*Excerpt to read*:
• • • • • • •

“Please design a key-value storage engine”. You might hear this during a system design interview. While this question in fact is pretty, designing a storage engine is not easy. In this post, I want to start with some simple designs and principles and gradually approach a solution of a relatively complete key-value storage engine.

Please note that, though we mainly talk about key-value storage, many ideas and principles are widely used in many other database designs.

Key-Value in Memory

Have you ever encountered any key-value storages in memory? Sure. HashMap and TreeMap in Java are two data structures for key-value storages only in memory. There are also a lot of other data structures to implement a in-memory key-value storage, such as AVL tree, skip list, etc.

How About Data on Disk?

Here is a question: since we already some in-memory data structures for key-value storages, can we also use it for storage on disk?

HashMap + Append-only Log

Let’s take the HashMap as one example. HashMap uses hash value of the key to index the data. Assume we are always appending data to a file on the disk, what we can do here is to maintain a in-memory hash map where every key is mapped to a byte offset in the data file, which is the location at which the value can be found. Whenever you append a new key-value pair to the file, you also update the hash map by adding or updating the offset.

key     offset
123     0
456     64
...

Though this method is pretty simple, some of its ideas are still pretty impressive, one of which is using append-only log to improve write.

Compared with in-memory key-value storage, the most important feature of an actual data storage is: it needs to be persistent. This is why we need to always write to the disk. For writes, it’s hard to beat the performance of simply appending to a file, as this is the simplest possible write operation. What is counterintuitive is, random write to memory is even slower than sequential read to disk, not to mention random write to disk. So, if you need to write to the disk with high performance, always use append-only write.

However, in terms of scalability, it is not hard to spot some downsides of this method:

Append-only operation will grow the data size forever, so it is possible run out of the disk space, right?
If the number of keys of the hash map keeps growing, the data structure may not fit in the memory one day.

Another downside of this approach is on range query. As the key is usually unordered, performance of range query might be pretty bad.

Compaction & Merging

How do we avoid eventually running out of disk space? A good solution is to break the log into segments of a certain size: if the log size reaches a limit, we close the current file (a segment) and all subsequent writes will go to a new file (a new segment). What we can do next is to perform compaction on these segment, which normally removes duplicate keys in the log and only keeps the most recent update for the key. As the size of a segment will be smaller after compaction, what we usually do is to also merge several segments at the same time as performing the compaction.

As shown in the picture above, segment 2 is newer than segment 1, so in the merging process, the data in segment 2 might also overwrite data in segment 1 (e.g., key “beef”).

For each of the segment, it may have its own in-memory hash map, mapping the keys to file offsets. If we want to look up a key, we can start with the most recent segment and its hash map; if the key is not present, we then check the second-most-recent, and so on. For write, we always write to the most recent segment and update its hash map.

• • • • • • •

*To-do list*:
(1) Quote the storage engine post word for word, everything from "However, in terms" down to "disk space, right?".
(2) In the storage engine post, what does the in-memory hash map map each key to?
(3) Carry on the storage engine post from its last sentence.

• • • • • • •

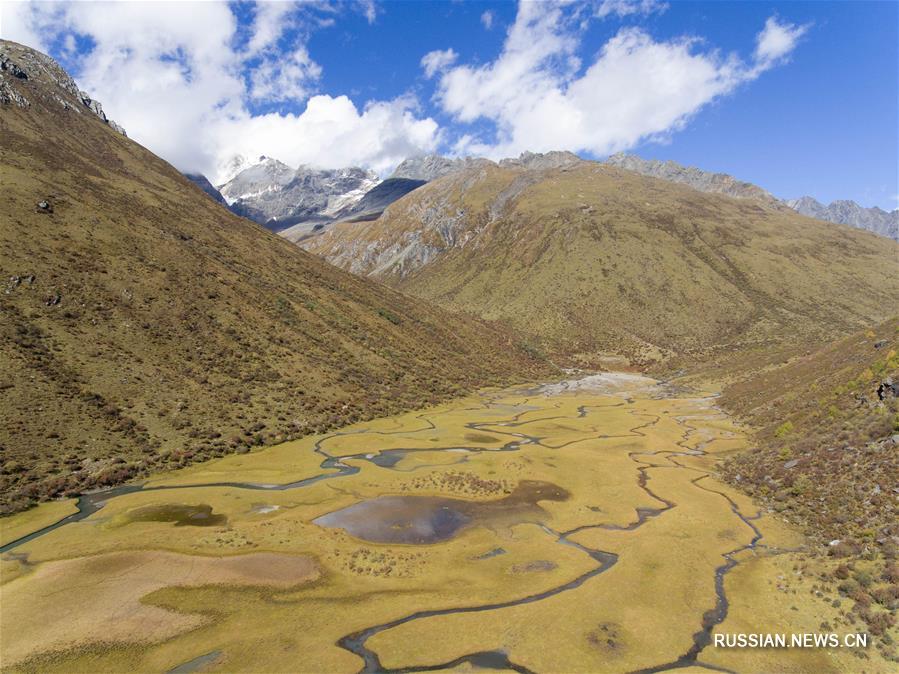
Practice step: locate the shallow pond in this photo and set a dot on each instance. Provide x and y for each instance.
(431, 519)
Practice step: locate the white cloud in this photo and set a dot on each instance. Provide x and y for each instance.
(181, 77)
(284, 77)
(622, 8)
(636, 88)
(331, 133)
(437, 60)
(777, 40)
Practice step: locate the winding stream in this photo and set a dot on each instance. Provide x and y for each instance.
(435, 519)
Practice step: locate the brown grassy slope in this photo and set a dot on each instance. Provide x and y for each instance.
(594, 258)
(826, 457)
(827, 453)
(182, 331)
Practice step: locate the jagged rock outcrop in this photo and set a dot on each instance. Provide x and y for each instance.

• • • • • • •

*Responses to the tasks*:
(1)
However, in terms of scalability, it is not hard to spot some downsides of this method:

Append-only operation will grow the data size forever, so it is possible run out of the disk space, right?

(2) A byte offset in the data file, which is the location where the value can be found.

(3)
To make this idea work in practice, some design details are also important in an actual implementation. For example:

What is the file format for the log?

Many formats are candidates, but probably it is better just to use a binary format, e.g., one encoding the length of a string in bytes, followed by the raw string. This format will remove all whitespaces.

How can we delete a key/record?

Similar to a simple write operation, when deleting a key, we may just need to append a special deletion record to the data file (usually called tombstone). In compaction and merging, all previous values of the deleted key before the tombstone should be discarded.

What if crash happens or the machine is restarted, all in-memory hash maps (indices) will be lost. How can we recover them?

We can also reconstruct the in-memory hash maps with the in-disk data, but it might take a long time if the segment files are large. A better method might be storing a snapshot of each segment’s hash map on disk. This may speed up recovery.

We still have a lot of designs or features to talk about (e.g., concurrency control) but will stop here. Coming back to the design itself, we still left some problem unsolved: the hash tables must fit in memory and it will be a problem if the has maps are large. Also, range querying have low efficiency.

SSTables and LSM-Tree

In this chapter, we will discuss some ideas brought by LevelDB, an open-source database engine by Google. The basic idea is still to use append-log segment files (we will call them log structured storage segment from now) and to construct an in-memory index, but we have many other actions to resolve the scalability and range query issues.

Let’s start with a simple change to the format of our segment files: we require that the sequence of key-value pairs is sorted by key. Wait, won’t it break our ability to use sequential writes? No worry, let’s get to that in a moment.

This kind of format is simple called Sorted String Table, or just SSTable. Another requirement we want to put here is: in each segment file, one key will only appear once. The compaction and merging (or say, compression) process already ensures that. You might some exceptions in some cases (such as in LevelDB) but let’s assume it is always true now.

There are several benefits of doing this:

While range query becomes more possible, merging segment is also simple and efficient. The approach is really similar to the one used in the merge sort algorithm. If we find a key exists in multiple segments during merging, we should always keep the key-value pair from the most recent segment and abandon those from older segments.
As keys are sorted, you don’t need to keep an index of all keys in memory. Instead, a sparse index could be used. For example, if you want to look up the key bike, you probably cannot determine the offset of this key just by looking up the hash map below, but you do know the key is between bee and bored (by a simple binary search), so you can jump to the offset for bee and scan from there until you find the key (you might not find it, and it is easy to know).

key           byte offset
...           ...
b             100491
bee           102134
bored         104667
bury          106812
...           ...

With this assumption, let’s consider how can we maintain SSTables while writes can occur in any order.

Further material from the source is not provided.